### Article

So, a friend has presented me with an opportunity. they're basically offering to sell me thier grandparents 270K house for 235k. (appraisal set the 270 value) There are a few minor stipulations, mainly they can keep a room or two worth of the estate's stuff there for up to 90 days so they can deal with it... doesn't bother me. Other advantages: closer to work, (1 mile closer) has a huge lot, 2 floors (one unfinished) is much larger, has alot of upgrades done, such as new insulation, wiring, windows, roof and heating system. It needs some updating... but nothing needing fixed now. A mustachian approach to updates could see a solid 100K added to the value of the house, based on the sales of other homes in the area even in this just-starting-to-recover market. Interest rate is lower, so PMI results in only a 20 dollar increase in monthly payments... for six months. see below.
The problem is, it doesn't have a shop, and the style of the outside of the house isn't my favorite. It's that really wide fir-shingle type siding. I could replace it with hardie plank I suppose, in the future.

### Location labeling records
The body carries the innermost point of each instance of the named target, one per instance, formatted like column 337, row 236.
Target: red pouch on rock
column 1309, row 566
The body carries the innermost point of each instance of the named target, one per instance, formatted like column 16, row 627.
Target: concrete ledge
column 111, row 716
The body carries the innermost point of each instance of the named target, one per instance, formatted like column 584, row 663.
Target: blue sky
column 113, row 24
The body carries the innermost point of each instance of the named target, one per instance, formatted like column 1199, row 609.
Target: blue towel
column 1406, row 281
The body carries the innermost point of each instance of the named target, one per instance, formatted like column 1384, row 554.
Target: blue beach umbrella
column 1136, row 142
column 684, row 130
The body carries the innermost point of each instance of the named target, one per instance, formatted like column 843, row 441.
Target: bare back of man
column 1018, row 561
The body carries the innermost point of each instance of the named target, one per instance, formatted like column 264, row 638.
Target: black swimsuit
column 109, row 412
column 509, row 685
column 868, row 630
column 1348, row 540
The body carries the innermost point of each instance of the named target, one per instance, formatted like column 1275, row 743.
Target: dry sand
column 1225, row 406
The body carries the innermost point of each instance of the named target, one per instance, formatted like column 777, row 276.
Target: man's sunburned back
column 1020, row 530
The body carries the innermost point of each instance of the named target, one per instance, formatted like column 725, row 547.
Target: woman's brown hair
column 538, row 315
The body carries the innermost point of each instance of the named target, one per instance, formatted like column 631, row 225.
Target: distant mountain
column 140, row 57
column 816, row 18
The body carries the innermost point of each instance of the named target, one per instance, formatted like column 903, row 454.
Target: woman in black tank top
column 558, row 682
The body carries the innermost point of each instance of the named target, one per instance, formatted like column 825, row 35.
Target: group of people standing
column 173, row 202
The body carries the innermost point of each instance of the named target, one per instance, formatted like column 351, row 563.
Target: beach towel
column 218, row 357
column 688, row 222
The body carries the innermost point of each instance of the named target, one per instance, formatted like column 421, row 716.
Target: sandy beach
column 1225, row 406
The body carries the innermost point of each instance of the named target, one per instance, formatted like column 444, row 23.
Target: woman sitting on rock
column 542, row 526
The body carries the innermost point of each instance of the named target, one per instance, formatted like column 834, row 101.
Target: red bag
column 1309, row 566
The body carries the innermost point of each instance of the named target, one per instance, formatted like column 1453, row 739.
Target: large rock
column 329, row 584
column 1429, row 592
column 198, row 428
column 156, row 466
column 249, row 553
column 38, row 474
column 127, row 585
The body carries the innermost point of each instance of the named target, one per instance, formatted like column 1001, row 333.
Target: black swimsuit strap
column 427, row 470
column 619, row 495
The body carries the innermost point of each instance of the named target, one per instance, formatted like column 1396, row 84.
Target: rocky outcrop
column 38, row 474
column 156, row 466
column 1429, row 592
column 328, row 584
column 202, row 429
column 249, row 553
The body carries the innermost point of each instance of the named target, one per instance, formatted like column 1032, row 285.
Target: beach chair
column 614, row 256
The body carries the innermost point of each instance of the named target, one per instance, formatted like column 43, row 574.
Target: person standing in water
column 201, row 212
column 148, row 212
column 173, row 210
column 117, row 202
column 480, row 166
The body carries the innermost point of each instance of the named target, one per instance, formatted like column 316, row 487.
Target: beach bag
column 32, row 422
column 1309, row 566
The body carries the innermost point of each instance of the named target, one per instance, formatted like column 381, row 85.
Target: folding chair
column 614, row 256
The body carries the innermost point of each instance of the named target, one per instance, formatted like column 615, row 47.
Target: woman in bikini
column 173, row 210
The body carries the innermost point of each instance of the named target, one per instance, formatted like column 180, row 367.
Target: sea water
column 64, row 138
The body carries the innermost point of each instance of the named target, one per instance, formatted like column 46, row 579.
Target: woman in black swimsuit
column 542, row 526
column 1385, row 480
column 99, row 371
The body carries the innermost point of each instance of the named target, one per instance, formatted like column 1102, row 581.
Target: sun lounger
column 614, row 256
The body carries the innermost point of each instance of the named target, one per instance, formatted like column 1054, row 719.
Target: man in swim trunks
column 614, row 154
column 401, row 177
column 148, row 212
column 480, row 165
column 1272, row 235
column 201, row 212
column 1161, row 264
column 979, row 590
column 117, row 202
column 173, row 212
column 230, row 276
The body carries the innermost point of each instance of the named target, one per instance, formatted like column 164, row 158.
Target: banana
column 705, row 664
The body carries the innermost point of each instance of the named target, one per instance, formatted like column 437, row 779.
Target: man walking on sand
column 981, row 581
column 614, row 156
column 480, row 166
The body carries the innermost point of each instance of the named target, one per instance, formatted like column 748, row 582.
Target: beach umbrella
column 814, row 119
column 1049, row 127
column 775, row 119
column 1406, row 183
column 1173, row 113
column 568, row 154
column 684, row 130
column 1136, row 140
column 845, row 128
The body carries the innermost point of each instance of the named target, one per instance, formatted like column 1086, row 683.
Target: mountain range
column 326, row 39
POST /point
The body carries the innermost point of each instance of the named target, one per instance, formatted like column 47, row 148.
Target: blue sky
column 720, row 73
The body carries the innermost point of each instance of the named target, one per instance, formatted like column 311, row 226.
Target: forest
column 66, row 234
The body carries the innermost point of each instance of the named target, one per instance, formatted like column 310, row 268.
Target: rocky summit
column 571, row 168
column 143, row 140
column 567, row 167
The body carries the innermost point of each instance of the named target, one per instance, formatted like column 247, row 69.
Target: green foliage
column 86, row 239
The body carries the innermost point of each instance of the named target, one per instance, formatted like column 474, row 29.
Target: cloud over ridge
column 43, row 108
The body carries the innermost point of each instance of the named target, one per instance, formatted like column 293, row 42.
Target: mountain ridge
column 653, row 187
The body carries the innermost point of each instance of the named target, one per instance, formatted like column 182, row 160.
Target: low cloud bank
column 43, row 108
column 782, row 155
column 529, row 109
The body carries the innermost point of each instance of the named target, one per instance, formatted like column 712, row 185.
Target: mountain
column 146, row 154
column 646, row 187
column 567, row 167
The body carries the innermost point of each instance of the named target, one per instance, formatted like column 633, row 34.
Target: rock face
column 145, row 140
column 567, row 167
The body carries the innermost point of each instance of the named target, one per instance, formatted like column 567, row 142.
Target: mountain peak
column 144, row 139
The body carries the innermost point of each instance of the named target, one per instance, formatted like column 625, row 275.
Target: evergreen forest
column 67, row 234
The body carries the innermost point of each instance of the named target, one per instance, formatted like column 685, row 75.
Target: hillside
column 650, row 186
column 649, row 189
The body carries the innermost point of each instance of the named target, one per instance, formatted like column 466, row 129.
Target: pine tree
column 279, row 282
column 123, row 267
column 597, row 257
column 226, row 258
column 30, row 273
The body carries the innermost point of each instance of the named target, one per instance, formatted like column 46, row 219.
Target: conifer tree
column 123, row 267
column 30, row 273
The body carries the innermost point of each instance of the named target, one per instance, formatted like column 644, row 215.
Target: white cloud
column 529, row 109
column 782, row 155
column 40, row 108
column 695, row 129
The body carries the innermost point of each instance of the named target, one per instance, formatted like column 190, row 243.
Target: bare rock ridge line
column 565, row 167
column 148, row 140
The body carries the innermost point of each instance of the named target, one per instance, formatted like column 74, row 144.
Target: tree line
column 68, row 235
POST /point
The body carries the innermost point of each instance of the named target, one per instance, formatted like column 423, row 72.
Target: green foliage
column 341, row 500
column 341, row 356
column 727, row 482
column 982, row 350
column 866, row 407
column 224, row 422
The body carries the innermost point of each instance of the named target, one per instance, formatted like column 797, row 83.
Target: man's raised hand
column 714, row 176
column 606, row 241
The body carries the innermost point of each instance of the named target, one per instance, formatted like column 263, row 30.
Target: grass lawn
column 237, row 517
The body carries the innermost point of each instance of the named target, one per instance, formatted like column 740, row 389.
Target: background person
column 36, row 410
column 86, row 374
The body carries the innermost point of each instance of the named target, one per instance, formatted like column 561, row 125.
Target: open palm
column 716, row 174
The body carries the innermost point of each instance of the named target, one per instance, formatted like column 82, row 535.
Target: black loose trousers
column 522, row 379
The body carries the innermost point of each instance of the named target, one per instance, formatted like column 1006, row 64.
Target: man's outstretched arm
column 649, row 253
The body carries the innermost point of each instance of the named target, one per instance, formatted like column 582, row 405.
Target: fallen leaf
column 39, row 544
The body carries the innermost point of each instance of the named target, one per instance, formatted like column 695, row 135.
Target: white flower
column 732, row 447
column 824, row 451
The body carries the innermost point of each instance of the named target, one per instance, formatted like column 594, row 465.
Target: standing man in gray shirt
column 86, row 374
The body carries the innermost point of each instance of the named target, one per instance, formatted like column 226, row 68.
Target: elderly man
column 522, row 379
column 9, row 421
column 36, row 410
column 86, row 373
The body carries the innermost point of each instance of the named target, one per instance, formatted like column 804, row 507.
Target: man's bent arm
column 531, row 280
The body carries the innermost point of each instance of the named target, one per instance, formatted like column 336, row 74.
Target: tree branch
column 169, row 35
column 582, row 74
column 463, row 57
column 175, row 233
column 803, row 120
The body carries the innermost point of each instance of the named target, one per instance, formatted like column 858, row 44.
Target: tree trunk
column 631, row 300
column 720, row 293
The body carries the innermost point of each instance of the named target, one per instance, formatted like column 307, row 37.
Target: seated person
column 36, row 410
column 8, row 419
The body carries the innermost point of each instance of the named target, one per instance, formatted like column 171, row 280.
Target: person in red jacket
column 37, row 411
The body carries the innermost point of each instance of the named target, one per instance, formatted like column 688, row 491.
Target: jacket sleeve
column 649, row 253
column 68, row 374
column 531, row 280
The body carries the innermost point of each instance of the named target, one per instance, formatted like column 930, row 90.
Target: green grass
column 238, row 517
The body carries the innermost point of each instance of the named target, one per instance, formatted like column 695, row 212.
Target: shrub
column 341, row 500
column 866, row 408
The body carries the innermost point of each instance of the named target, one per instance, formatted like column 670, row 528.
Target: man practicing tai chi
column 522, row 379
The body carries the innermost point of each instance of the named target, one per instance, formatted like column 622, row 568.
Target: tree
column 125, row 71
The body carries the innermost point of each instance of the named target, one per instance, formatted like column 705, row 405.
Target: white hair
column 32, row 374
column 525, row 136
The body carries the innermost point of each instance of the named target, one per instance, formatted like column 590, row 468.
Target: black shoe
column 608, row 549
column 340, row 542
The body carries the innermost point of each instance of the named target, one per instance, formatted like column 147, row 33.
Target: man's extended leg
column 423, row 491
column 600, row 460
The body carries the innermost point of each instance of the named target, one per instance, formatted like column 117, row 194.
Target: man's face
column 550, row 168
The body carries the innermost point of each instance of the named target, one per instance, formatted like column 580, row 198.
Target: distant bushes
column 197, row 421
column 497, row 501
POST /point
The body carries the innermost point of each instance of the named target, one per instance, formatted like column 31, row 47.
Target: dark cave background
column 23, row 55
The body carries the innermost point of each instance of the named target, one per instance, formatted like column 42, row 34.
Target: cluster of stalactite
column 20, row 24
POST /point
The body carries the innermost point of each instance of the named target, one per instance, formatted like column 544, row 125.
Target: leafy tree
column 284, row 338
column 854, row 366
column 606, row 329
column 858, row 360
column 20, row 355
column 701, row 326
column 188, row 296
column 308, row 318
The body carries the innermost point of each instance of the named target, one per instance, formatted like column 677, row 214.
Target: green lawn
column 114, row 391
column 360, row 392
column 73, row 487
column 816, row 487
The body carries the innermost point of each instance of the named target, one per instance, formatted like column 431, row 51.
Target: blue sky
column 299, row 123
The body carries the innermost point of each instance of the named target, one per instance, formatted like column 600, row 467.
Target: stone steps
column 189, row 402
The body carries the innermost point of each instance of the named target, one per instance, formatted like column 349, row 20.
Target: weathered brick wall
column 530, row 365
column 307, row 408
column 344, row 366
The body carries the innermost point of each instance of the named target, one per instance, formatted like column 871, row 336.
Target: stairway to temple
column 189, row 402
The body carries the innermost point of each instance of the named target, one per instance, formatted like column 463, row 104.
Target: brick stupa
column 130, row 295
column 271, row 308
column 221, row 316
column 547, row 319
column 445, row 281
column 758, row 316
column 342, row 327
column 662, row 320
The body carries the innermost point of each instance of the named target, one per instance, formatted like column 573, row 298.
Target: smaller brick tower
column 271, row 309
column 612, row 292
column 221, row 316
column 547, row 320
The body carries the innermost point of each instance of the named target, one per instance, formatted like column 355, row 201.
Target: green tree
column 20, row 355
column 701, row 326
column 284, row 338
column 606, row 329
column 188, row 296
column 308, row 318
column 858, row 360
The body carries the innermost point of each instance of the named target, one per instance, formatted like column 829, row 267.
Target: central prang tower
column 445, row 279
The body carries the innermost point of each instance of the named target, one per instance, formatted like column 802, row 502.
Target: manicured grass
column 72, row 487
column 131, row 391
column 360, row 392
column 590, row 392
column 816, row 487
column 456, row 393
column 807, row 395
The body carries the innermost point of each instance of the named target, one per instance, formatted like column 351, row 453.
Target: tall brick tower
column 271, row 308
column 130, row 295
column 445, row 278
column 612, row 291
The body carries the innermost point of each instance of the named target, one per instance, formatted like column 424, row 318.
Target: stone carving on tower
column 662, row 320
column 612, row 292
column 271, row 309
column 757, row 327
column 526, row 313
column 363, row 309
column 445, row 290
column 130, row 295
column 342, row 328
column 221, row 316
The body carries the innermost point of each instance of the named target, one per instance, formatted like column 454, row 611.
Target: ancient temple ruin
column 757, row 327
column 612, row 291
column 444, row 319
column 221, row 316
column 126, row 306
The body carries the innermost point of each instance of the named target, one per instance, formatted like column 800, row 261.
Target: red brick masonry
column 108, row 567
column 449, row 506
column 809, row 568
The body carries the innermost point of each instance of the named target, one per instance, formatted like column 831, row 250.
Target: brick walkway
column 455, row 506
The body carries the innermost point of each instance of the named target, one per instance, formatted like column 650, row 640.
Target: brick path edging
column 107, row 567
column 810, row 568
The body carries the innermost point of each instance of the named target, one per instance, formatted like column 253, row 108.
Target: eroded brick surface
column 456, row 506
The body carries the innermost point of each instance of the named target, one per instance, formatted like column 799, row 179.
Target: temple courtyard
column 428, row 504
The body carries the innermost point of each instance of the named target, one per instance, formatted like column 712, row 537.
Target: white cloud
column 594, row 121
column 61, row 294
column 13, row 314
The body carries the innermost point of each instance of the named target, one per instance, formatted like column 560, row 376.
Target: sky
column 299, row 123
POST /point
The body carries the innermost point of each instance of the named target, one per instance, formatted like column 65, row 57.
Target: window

### Exercise aim
Transcribe the passage of the post about buying the house starting at "The problem is, it" and ending at "in the future.".

### Response
The problem is, it doesn't have a shop, and the style of the outside of the house isn't my favorite. It's that really wide fir-shingle type siding. I could replace it with hardie plank I suppose, in the future.